Parte de eso, creo –lo descubriría más tarde- provenía directamente de Jaime Gonzalo, una de las dos cabezas pensantes del Ruta de entonces y acaso el mejor crítico de Rock que ha dado España, ya no por su conocimiento indudable o por su pluma “literaria”, sino, sobre todo, por su visceral mala leche, su consustancial incomodidad con el mundo, su estado de perpetua guerra. Su visión se me contagió y me hizo ver las cosas de una manera más belicosa, menos acomodaticia, una manera que me ha traído sin duda problemas, pero que me ha dado, también, gran parte del aliento que tengo como escritor, sea cual sea su longitud. En mi panteón de influencias literarias iniciáticas, junto con Stevenson, con Miller, con Dickinson, está aquel ruta primigenio que confundía gloriosamente información, mito, poesía de batalla y desgarro punk, y allí publiqué, creo que en 2004, el que fue, probablemente, el más literario –no el mejor- de mis textos sobre música, un artículo sobre la obra de Leonard Cohen desde el incontestable “I’m your man” hasta el prescindible “Dear Heather” que titulé “Zen y el arte del mantenimiento de la erección”. También un par de artículos que aún considero aceptables sobre bandas necesarias para respirar como Hüsker Dü, The Jacobites o The Pogues.

Pero fueron ráfagas de luz momentáneas dentro de un día a día mortecino. La realidad periodística, el día a día de sus tasas y sus genuflexiones, está muy, muy lejos de una vida libre. No pocos de los que nos embarcamos en ella hemos acabado igual: quemados por la estupidez general y el pensamiento bipolar, abocados a las deudas perpetuas, desencantados y deseando haber hecho caso a aquel profesor que un día, abriendo el curso, nos dijo: “Estáis a tiempo de no entrar en esta profesión de mierda”. Nos reímos, pensando que era una gracia.

En la carestía, en eso es en lo que se parece el buen periodismo a la buena literatura. Lean ustedes los volúmenes de cartas de Hunter S. Thompson y de Edgar Poe, dos personajes con ocasionales parecidos, y no encontrarán teorías sobre la vida ni declaraciones de amor o de guerra. Encontrarán peticiones de auxilio y facturas sin pagar.

Datos del ejercicio:
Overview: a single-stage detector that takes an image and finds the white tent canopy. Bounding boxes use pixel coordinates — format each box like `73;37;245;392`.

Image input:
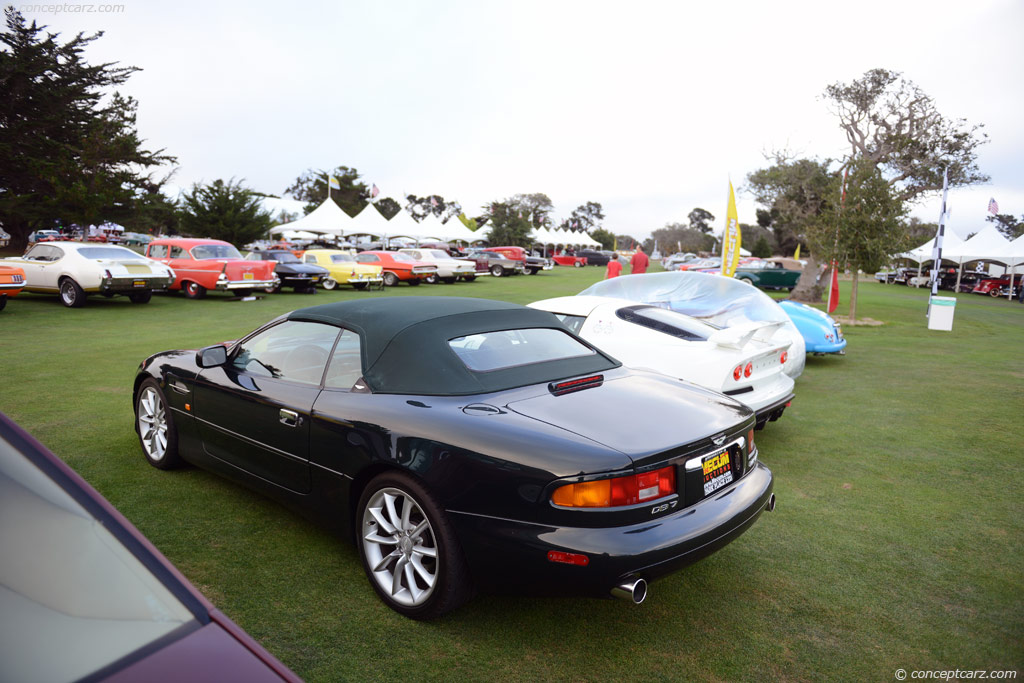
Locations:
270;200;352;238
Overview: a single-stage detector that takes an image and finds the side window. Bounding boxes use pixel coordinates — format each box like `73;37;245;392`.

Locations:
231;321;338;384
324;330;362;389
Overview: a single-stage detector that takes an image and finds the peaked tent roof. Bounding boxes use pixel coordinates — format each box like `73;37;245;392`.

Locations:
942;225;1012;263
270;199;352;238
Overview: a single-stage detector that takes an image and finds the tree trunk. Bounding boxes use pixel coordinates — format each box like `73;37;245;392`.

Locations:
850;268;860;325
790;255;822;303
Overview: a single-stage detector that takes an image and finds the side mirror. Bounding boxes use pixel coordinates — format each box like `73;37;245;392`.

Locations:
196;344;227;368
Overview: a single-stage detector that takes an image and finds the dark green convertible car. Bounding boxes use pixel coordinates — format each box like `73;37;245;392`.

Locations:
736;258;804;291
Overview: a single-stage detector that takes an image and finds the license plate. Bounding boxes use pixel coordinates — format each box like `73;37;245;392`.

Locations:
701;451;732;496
---
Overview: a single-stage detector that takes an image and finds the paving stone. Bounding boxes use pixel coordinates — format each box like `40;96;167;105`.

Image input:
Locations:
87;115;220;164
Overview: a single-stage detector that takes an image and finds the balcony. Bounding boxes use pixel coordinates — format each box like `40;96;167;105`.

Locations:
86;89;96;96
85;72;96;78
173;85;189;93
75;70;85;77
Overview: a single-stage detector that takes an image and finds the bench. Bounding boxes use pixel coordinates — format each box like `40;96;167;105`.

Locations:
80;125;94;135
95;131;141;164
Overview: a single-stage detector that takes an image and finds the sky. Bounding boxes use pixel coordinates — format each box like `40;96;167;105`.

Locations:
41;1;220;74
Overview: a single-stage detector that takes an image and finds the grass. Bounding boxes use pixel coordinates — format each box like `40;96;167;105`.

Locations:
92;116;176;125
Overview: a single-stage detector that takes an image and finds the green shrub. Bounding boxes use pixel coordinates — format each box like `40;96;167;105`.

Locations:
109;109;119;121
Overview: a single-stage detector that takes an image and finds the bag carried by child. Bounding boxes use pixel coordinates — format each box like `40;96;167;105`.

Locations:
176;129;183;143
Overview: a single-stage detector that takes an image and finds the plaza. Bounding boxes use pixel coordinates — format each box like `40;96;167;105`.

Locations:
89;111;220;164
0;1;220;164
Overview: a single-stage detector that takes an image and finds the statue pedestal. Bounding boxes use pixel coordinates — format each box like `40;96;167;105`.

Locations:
---
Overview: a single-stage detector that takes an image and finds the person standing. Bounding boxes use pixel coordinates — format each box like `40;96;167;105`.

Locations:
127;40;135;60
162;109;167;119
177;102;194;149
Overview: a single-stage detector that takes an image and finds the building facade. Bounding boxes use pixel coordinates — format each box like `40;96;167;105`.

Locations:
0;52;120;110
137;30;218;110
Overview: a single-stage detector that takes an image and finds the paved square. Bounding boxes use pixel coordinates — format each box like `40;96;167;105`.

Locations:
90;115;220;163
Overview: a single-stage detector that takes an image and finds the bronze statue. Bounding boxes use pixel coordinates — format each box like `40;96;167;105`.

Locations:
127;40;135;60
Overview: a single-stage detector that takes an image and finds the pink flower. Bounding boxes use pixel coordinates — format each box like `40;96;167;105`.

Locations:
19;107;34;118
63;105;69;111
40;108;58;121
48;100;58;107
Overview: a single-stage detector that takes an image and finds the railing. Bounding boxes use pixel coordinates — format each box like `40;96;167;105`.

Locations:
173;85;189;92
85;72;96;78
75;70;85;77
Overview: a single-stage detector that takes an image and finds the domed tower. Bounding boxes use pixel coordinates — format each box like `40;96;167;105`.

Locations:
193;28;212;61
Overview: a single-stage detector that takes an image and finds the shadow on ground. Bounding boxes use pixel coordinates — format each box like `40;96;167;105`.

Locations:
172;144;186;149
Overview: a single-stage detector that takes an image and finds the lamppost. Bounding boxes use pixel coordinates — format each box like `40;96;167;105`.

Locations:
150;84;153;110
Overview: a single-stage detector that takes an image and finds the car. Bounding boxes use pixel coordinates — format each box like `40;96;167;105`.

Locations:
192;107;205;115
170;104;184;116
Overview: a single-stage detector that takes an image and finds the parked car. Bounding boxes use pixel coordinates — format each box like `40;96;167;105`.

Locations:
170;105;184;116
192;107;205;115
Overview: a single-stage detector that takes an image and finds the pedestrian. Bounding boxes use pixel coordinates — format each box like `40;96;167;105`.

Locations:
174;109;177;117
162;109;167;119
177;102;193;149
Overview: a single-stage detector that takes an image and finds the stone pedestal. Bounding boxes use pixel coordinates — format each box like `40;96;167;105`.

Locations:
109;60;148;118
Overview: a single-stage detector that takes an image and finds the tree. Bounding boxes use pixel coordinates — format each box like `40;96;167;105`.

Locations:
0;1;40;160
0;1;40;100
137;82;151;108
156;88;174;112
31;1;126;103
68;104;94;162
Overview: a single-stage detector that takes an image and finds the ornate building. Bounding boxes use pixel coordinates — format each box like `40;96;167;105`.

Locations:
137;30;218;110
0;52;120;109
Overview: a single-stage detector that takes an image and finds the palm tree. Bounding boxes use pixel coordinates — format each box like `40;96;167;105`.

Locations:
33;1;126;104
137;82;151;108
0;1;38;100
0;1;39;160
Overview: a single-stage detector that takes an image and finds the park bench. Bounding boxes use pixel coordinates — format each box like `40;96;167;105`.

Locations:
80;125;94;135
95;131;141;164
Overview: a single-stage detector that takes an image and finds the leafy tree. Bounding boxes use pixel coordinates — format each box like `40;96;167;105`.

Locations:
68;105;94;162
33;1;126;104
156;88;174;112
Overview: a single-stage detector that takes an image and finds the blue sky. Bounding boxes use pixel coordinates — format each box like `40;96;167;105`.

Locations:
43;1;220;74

Qué harás:
1. Reescribe el tramo del texto seleccionado que va desde "Pero fueron ráfagas" hasta "facturas sin pagar.", cambiando "profesor" por "maestro".
2. Convierte en un CSV de dos columnas, "consulta" y "resultado", el tramo del listado que va desde la línea que contiene "finds the person" hasta la que contiene "177;102;194;149", ambas incluidas. Cada fila debe recoger un texto y su respuesta, cada uno en un solo campo entre comillas y con los saltos de línea cambiados por espacios.

Respuestas escritas:
1.
Pero fueron ráfagas de luz momentáneas dentro de un día a día mortecino. La realidad periodística, el día a día de sus tasas y sus genuflexiones, está muy, muy lejos de una vida libre. No pocos de los que nos embarcamos en ella hemos acabado igual: quemados por la estupidez general y el pensamiento bipolar, abocados a las deudas perpetuas, desencantados y deseando haber hecho caso a aquel maestro que un día, abriendo el curso, nos dijo: “Estáis a tiempo de no entrar en esta profesión de mierda”. Nos reímos, pensando que era una gracia.

En la carestía, en eso es en lo que se parece el buen periodismo a la buena literatura. Lean ustedes los volúmenes de cartas de Hunter S. Thompson y de Edgar Poe, dos personajes con ocasionales parecidos, y no encontrarán teorías sobre la vida ni declaraciones de amor o de guerra. Encontrarán peticiones de auxilio y facturas sin pagar.

2.
consulta,resultado
"Overview: a single-stage detector that takes an image and finds the person standing. Bounding boxes use pixel coordinates — format each box like `40;96;167;105`. Locations:","127;40;135;60 162;109;167;119 177;102;194;149"